> GIVEN REQUEST
Copy each of the rows below word for word, omitting the pictures.

========

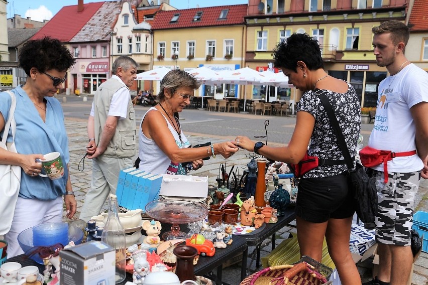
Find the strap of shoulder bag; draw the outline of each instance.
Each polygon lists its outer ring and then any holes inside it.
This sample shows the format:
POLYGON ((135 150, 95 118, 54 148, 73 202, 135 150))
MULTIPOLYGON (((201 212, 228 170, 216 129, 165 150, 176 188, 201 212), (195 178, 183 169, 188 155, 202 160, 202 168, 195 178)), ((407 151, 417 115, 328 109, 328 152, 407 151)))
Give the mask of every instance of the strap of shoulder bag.
POLYGON ((14 114, 15 112, 15 108, 17 106, 16 98, 15 94, 10 91, 7 91, 7 93, 11 95, 11 98, 12 100, 12 104, 11 104, 11 109, 9 111, 9 115, 8 117, 8 121, 5 124, 5 131, 3 132, 3 137, 2 138, 2 145, 6 145, 6 140, 8 138, 8 134, 9 133, 9 128, 11 125, 12 127, 12 137, 15 139, 15 133, 16 132, 16 123, 15 121, 13 121, 14 119, 14 114), (6 135, 5 134, 6 134, 6 135))
POLYGON ((338 119, 335 114, 333 108, 332 107, 332 104, 326 95, 326 93, 327 91, 321 89, 317 89, 315 91, 315 94, 318 95, 319 99, 324 105, 324 108, 326 109, 327 115, 329 116, 329 118, 330 119, 330 123, 332 124, 332 126, 333 127, 333 130, 336 133, 338 143, 339 143, 341 150, 342 150, 342 152, 345 158, 345 161, 346 162, 348 171, 350 172, 355 171, 355 167, 351 158, 351 155, 349 153, 349 150, 348 149, 348 146, 346 145, 346 143, 345 141, 343 132, 340 128, 340 126, 339 124, 338 119))

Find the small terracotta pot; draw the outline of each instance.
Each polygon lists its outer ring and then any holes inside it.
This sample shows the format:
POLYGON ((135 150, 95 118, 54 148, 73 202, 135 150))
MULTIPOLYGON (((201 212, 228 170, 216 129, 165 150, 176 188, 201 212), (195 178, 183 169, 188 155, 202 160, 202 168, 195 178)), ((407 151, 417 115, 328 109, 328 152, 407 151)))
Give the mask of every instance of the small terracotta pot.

========

> ANSWER TO THIS PROBLEM
Find the strap of shoulder bag; draw the outline of each instance.
Each polygon lists its outer ring and then any holes inside it.
This sample shows the format:
POLYGON ((135 150, 95 118, 54 148, 73 202, 135 150))
MULTIPOLYGON (((201 212, 228 170, 216 129, 165 150, 176 188, 201 212), (195 178, 183 169, 188 155, 202 160, 202 168, 195 178)), ((407 151, 417 115, 328 109, 328 152, 407 151)))
Give the mask of every instance of the strap of shoulder bag.
POLYGON ((14 114, 15 112, 15 108, 17 106, 16 98, 15 94, 10 91, 7 91, 7 93, 11 95, 11 98, 12 100, 12 104, 11 104, 11 109, 9 111, 9 115, 8 117, 8 121, 5 124, 5 131, 3 132, 3 137, 2 138, 2 145, 6 145, 6 140, 8 138, 8 134, 9 133, 9 128, 11 125, 12 127, 12 137, 15 139, 15 133, 16 132, 16 123, 15 121, 13 121, 14 119, 14 114), (6 135, 5 134, 6 134, 6 135))
POLYGON ((338 119, 335 114, 333 108, 332 107, 332 104, 326 95, 326 93, 327 91, 321 89, 317 89, 315 91, 315 94, 318 95, 319 99, 324 105, 324 108, 326 109, 327 115, 329 116, 329 118, 330 119, 330 123, 332 124, 332 126, 333 127, 333 130, 336 133, 338 143, 339 143, 341 150, 342 150, 342 152, 345 158, 345 161, 346 162, 348 171, 350 172, 355 171, 355 167, 351 158, 351 155, 349 153, 349 150, 348 149, 348 146, 346 145, 346 143, 345 141, 343 132, 340 128, 340 126, 339 124, 338 119))

Find the small terracotta pot; draw the outline of each instance.
Each polygon lists its outer ring and then any holes inside it.
This sample shows the format:
POLYGON ((135 150, 95 118, 54 148, 73 202, 135 150))
MULTIPOLYGON (((201 212, 228 170, 216 129, 165 150, 176 188, 201 212), (195 178, 183 169, 188 155, 202 160, 202 168, 195 178)), ((407 151, 417 115, 328 109, 328 152, 407 151)))
Give the mask of every instance of the small terracotta pot.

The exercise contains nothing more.